§ EXERCISE INPUT
★ ★ ★

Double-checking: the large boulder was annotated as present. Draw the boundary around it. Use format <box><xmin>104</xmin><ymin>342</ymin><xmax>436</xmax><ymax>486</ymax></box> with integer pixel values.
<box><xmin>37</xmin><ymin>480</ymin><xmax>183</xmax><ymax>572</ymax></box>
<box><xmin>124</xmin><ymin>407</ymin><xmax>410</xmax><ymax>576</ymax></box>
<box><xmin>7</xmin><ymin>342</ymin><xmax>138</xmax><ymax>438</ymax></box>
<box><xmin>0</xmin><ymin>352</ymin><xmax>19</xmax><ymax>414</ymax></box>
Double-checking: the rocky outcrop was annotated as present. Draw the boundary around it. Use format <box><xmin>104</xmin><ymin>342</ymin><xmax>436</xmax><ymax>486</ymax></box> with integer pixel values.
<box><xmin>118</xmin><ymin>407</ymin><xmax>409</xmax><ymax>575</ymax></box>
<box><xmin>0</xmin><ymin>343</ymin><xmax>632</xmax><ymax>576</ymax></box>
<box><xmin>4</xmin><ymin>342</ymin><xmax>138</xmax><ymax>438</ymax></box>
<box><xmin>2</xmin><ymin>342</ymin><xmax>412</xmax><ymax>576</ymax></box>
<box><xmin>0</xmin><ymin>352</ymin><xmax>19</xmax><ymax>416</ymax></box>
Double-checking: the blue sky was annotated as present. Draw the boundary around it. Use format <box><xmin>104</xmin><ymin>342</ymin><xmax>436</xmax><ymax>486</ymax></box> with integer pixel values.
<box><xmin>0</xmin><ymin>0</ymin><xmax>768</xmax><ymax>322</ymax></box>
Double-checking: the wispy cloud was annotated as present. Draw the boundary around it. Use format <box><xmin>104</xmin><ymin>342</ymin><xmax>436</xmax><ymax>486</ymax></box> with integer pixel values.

★ ★ ★

§ REQUIRED TASK
How many lines in the material above contain the string "format"? Case counts, so match capital and lowercase letters exactly. Reply with the number only.

§ RESULT BELOW
4